The calm weather we've been receiving bayside has been great for doing a spot of gar fishing. The normal trend around the eastern shoreline piers is garfish during calmer weather, and salmon disrupting all this when rougher conditions push their food withing herding proximity of the shoreline. The gar hot spots of late have been anywhere from Brighton to Frankston, with Seaford and Frankston the two more popular options. Silverfish and small pieces of prawn have been good baits, and as usual fine mist berley is key - if you're not packing a good berley you may as well stay home!


Customer Stephen has been down at Frankston trying his luck on the gars and has found some quality fish. The fish were feeding right up high in the water and unless you adjusted your rig to suit you wouldn't get a bite. Stephen used silverfish on a size 12 hook with a finely weighted small 'aaa' float equipped with chemical light to see the subtle bites.

Being able to see the smallest movement in your float can mean the difference between landing now fish and getting a few on the pier. Adding or removing shot to your rig to get it to sit perfect is paramount, and one of the reason we go on about certain float setups so much!

§ **EXERCISE REQUIREMENTS**:
[a] Which places does the fishing report name as gar fishing spots?
[b] Answer these questions from the fishing report:
(i) Which baits have been working well for garfish?
(ii) What size hook did Stephen use?
(iii) Where in the water were the fish at Frankston feeding?
[c] Print the part of the fishing report starting at "Customer Stephen has" and ending at "the subtle bites.".
The listing comes from a separate source that has nothing to do with the fishing report.

§ **SUPPLIED DATA**:
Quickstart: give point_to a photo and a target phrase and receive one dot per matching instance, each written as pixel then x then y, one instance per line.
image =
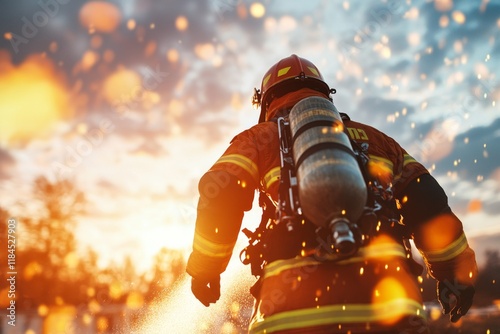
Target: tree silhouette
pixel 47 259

§ **RESPONSES PER TASK**:
[a] Brighton, Frankston and Seaford.

[b]
(i) Silverfish and small pieces of prawn.
(ii) A size 12 hook.
(iii) Right up high in the water.

[c]
Customer Stephen has been down at Frankston trying his luck on the gars and has found some quality fish. The fish were feeding right up high in the water and unless you adjusted your rig to suit you wouldn't get a bite. Stephen used silverfish on a size 12 hook with a finely weighted small 'aaa' float equipped with chemical light to see the subtle bites.